**Your assignment:** Exact repetition of every entry is required.

**Referring expression data:**
---------------
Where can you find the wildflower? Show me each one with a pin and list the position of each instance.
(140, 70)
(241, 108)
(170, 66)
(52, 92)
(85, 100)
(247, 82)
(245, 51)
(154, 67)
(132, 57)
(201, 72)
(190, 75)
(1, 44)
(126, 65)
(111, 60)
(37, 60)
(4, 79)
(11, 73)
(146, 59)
---------------
**Answer below:**
Where can you find the wildflower? Show me each one with a pin and list the position of each instance.
(140, 70)
(241, 108)
(170, 66)
(52, 92)
(85, 100)
(247, 82)
(245, 51)
(154, 67)
(132, 57)
(201, 72)
(190, 75)
(1, 44)
(126, 65)
(111, 60)
(37, 60)
(4, 79)
(11, 73)
(146, 59)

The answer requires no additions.